Records shown: Begin

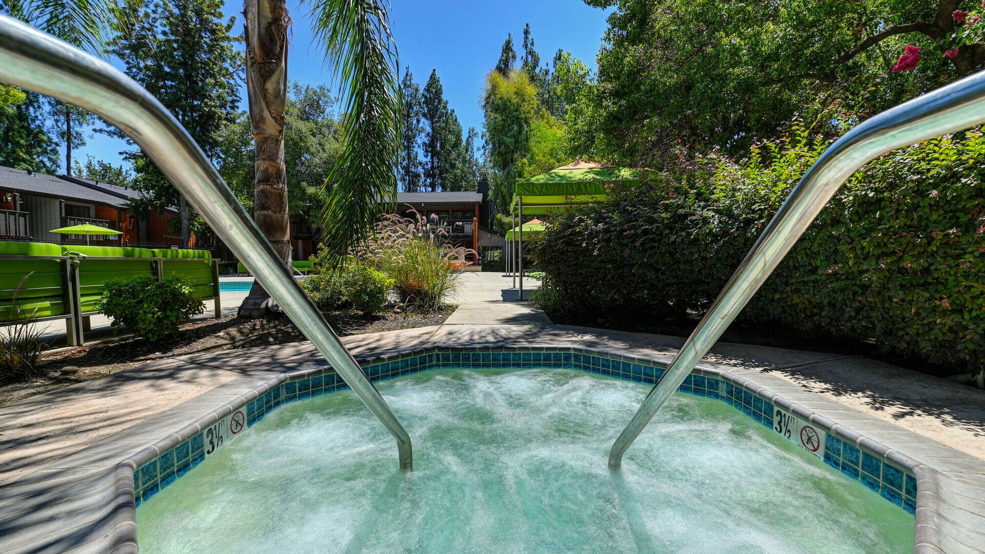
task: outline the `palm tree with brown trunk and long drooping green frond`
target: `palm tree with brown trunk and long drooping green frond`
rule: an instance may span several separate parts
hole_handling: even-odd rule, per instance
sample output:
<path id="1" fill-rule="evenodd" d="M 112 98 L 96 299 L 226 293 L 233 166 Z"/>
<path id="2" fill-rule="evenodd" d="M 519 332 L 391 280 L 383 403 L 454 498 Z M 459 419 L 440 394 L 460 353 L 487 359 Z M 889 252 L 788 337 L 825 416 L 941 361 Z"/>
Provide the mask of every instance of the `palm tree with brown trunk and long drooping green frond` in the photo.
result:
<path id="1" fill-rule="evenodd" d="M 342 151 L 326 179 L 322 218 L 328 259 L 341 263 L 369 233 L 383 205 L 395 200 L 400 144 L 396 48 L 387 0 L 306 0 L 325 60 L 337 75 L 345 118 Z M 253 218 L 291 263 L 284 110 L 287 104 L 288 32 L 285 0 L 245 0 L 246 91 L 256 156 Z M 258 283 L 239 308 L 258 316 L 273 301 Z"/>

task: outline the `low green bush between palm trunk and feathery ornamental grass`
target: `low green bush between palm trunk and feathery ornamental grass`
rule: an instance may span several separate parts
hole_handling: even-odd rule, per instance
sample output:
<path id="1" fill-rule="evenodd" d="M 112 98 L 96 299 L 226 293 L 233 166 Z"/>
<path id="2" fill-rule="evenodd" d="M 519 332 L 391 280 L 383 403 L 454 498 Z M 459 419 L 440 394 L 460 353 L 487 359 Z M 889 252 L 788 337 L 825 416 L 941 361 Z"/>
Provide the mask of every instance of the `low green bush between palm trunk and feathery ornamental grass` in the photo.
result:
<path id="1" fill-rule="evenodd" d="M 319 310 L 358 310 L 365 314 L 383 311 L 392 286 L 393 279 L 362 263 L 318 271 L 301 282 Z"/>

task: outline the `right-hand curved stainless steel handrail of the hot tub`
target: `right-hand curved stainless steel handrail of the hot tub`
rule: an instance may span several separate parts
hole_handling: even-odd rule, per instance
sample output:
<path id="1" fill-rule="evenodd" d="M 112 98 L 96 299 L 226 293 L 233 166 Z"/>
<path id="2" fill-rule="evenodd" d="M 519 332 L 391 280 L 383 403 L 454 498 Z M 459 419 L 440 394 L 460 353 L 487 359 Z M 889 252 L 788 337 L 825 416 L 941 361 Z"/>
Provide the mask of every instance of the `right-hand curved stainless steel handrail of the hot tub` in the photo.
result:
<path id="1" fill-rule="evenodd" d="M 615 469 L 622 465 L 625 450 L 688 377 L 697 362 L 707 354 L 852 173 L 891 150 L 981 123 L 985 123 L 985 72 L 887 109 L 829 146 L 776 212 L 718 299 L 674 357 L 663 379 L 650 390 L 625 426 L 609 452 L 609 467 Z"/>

Records shown: End
Records shown: Begin

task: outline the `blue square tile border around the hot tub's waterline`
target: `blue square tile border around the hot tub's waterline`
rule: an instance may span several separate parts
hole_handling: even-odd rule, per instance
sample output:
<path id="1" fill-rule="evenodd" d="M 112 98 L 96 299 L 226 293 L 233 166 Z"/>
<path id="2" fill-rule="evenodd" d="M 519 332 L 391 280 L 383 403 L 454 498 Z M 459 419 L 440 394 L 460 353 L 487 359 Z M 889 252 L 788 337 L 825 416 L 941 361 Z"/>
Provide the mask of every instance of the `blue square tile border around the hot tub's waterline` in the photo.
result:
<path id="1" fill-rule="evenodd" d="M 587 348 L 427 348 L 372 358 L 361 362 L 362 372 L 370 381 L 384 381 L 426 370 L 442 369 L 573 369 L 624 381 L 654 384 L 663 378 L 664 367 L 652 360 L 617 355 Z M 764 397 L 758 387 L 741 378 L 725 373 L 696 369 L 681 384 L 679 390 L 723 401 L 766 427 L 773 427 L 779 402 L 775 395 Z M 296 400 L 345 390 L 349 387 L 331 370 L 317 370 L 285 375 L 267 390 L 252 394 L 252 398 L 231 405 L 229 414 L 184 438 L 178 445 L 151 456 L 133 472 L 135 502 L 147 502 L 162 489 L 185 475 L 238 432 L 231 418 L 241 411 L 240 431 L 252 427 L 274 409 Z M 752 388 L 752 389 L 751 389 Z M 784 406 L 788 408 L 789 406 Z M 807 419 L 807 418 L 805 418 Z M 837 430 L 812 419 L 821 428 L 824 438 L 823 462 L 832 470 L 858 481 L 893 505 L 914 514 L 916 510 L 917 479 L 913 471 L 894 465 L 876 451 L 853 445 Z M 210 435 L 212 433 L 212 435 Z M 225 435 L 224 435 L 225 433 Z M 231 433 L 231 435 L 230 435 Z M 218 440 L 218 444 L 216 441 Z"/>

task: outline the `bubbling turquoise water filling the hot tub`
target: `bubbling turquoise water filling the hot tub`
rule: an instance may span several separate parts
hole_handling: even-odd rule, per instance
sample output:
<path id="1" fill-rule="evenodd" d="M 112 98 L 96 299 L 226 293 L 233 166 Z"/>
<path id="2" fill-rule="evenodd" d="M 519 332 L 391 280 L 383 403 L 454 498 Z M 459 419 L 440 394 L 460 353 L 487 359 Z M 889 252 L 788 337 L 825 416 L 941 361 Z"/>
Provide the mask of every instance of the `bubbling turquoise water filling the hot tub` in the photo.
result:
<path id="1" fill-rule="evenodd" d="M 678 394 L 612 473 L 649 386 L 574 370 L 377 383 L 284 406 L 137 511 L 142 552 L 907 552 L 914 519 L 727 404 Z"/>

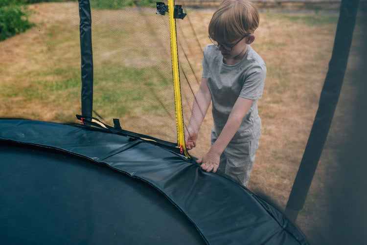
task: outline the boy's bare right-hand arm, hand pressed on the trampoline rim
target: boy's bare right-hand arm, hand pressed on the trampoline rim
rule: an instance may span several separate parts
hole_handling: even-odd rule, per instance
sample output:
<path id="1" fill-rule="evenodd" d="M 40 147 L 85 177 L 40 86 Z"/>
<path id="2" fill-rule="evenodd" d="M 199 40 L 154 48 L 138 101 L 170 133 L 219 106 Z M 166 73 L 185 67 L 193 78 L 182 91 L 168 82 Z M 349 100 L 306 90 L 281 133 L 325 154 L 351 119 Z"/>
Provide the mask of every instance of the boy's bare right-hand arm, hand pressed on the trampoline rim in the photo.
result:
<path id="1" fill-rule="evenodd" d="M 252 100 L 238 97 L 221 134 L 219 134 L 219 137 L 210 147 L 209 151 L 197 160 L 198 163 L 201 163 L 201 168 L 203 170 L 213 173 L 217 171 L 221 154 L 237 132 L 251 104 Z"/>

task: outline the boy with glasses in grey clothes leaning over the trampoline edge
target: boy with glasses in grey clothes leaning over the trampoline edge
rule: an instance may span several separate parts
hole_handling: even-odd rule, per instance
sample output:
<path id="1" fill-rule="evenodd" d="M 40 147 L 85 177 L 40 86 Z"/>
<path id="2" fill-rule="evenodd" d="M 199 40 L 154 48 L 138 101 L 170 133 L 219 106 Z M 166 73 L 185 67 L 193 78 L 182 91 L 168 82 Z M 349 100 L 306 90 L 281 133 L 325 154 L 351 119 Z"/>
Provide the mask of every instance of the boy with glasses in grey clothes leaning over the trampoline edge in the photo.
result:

Records shown: End
Records shown: Begin

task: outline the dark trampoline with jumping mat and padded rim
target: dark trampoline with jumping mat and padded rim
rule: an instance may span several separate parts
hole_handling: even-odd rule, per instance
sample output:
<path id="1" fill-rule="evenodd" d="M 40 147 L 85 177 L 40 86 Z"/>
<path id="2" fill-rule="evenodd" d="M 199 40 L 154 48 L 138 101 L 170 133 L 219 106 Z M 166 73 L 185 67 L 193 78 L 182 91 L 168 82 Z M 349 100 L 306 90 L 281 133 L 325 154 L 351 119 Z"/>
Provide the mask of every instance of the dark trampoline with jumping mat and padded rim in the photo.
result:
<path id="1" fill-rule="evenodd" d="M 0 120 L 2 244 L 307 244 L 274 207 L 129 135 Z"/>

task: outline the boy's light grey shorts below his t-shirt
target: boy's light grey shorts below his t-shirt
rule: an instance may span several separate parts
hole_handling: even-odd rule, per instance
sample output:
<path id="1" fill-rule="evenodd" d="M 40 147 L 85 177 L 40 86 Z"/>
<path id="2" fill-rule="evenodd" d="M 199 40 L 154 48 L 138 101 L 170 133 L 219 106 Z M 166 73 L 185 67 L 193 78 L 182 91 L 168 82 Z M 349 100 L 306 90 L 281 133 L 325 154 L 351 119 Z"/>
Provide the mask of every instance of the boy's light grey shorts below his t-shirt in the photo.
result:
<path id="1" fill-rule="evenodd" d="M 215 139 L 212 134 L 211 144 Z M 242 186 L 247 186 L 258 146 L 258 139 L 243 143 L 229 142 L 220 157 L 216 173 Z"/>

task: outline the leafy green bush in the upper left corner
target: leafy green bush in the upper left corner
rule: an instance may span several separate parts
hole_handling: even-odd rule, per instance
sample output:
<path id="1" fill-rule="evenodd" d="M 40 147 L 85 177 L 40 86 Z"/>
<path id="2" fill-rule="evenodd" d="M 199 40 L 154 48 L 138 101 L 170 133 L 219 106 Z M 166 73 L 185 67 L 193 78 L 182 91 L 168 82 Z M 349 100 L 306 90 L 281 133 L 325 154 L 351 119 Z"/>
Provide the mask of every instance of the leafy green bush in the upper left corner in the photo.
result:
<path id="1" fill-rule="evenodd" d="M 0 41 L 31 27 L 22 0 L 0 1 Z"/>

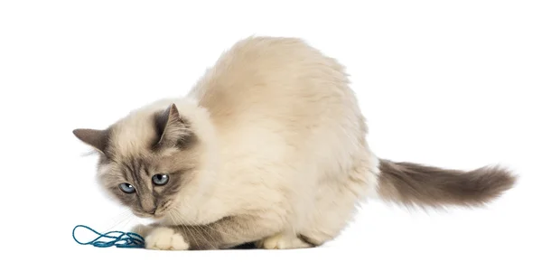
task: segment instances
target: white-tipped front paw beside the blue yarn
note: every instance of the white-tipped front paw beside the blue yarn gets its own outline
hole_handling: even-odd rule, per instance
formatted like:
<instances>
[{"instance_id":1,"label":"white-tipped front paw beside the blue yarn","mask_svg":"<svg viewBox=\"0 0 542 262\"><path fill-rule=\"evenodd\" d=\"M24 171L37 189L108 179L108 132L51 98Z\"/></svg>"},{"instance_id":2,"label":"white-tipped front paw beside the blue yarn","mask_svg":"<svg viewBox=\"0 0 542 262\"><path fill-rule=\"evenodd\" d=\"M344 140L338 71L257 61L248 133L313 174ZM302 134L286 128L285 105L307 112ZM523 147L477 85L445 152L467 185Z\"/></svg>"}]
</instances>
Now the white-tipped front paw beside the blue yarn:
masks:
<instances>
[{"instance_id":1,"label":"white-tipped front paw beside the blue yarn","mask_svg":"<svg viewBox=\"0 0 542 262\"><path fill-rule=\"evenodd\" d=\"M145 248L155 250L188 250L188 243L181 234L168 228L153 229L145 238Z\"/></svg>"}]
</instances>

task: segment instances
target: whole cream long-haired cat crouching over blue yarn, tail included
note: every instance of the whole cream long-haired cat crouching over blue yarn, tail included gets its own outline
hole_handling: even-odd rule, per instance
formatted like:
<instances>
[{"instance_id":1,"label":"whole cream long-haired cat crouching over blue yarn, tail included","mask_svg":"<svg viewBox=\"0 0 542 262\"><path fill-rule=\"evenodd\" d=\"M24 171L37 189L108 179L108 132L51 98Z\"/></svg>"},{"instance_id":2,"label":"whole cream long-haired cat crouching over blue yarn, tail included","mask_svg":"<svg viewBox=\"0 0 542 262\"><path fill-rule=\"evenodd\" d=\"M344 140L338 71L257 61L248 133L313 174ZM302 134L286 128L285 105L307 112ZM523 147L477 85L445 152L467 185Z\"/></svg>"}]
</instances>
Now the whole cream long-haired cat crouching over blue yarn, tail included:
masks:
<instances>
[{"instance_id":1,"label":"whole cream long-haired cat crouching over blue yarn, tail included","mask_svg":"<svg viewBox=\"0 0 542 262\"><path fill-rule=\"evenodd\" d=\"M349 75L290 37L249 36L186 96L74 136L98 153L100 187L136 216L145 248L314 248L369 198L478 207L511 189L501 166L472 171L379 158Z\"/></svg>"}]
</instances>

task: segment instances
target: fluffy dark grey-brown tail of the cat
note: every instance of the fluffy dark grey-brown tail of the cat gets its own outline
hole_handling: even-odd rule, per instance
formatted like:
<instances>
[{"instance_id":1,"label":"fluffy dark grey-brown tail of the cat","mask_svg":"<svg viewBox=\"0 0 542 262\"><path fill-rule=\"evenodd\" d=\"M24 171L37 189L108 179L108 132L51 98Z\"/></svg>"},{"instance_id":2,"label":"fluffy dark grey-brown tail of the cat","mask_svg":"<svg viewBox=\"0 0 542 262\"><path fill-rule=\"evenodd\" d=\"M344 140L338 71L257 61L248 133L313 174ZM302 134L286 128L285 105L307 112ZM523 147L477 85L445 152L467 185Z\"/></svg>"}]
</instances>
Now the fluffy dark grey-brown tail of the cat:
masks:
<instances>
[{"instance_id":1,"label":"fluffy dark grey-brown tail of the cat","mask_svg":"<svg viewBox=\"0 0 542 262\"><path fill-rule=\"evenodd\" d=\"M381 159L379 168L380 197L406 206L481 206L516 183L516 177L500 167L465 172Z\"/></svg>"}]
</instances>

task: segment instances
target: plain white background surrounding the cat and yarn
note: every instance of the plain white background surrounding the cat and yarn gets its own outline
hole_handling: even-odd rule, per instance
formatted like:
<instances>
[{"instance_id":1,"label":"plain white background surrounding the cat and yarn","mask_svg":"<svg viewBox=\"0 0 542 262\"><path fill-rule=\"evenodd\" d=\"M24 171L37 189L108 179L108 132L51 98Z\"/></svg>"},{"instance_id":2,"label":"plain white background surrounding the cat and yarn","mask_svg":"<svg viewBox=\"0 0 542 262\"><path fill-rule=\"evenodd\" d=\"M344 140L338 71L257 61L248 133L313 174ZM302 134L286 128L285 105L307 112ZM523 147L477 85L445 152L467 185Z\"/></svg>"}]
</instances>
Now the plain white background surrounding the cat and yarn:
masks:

Records shown: End

Out of the material above, select every line that holds the string "background".

• **Answer**:
target: plain white background surrounding the cat and yarn
note: every instance of the plain white background surrounding the cat and yarn gets its own outline
[{"instance_id":1,"label":"plain white background surrounding the cat and yarn","mask_svg":"<svg viewBox=\"0 0 542 262\"><path fill-rule=\"evenodd\" d=\"M24 171L37 189L108 179L108 132L51 98Z\"/></svg>"},{"instance_id":2,"label":"plain white background surrounding the cat and yarn","mask_svg":"<svg viewBox=\"0 0 542 262\"><path fill-rule=\"evenodd\" d=\"M344 140L338 71L257 61L248 133L313 174ZM302 134L286 128L285 105L307 112ZM523 147L477 85L445 152L467 185Z\"/></svg>"}]
Now the plain white background surrounding the cat and yarn:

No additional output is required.